--- Task instructions ---
Show each line of the items below that contains the word "purple". Case matters.

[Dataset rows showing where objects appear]

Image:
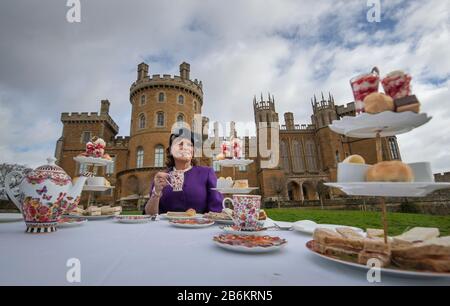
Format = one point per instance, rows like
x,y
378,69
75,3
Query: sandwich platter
x,y
133,219
389,189
10,217
180,217
237,231
71,222
249,244
390,270
386,123
308,227
191,223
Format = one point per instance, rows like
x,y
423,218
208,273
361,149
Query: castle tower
x,y
159,105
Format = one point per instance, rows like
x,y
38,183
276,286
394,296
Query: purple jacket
x,y
196,194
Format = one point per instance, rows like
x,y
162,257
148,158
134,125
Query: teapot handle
x,y
225,200
9,192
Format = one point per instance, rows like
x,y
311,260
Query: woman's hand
x,y
160,181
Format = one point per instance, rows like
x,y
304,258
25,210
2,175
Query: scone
x,y
390,171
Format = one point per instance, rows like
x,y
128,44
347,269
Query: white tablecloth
x,y
156,253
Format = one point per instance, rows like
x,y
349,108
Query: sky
x,y
290,48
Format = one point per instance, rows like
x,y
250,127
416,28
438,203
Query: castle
x,y
308,153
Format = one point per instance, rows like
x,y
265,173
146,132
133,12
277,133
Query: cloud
x,y
292,49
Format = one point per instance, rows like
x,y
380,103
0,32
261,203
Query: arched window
x,y
161,97
140,157
311,158
284,156
394,149
180,118
298,164
159,156
160,119
141,121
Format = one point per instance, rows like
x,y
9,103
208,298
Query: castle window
x,y
110,168
140,157
284,158
216,165
159,156
160,119
82,169
141,121
311,158
298,164
394,149
86,137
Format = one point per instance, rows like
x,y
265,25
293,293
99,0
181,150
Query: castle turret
x,y
142,71
185,69
289,120
104,108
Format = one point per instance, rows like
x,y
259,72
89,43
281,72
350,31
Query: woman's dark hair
x,y
181,133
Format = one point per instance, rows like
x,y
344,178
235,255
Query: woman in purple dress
x,y
198,181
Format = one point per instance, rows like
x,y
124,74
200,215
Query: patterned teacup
x,y
176,179
245,210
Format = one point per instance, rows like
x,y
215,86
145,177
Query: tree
x,y
278,185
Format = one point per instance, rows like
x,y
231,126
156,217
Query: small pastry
x,y
390,171
377,103
354,159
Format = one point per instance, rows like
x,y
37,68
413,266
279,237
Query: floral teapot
x,y
45,194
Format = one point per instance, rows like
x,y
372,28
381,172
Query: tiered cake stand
x,y
376,126
93,163
234,163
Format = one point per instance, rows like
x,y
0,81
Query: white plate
x,y
235,190
191,225
164,216
81,221
127,219
234,162
96,188
308,227
92,160
244,249
102,217
389,189
398,272
387,123
10,217
230,230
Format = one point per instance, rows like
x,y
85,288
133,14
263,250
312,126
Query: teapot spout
x,y
75,190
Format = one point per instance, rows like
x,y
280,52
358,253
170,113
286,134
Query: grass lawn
x,y
398,222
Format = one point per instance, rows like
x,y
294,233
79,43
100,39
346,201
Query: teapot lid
x,y
51,172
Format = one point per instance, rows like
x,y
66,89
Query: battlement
x,y
299,127
264,104
322,104
346,110
89,117
120,141
166,80
442,177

--- Exercise result ---
Query: purple jacket
Query: woman in purple dress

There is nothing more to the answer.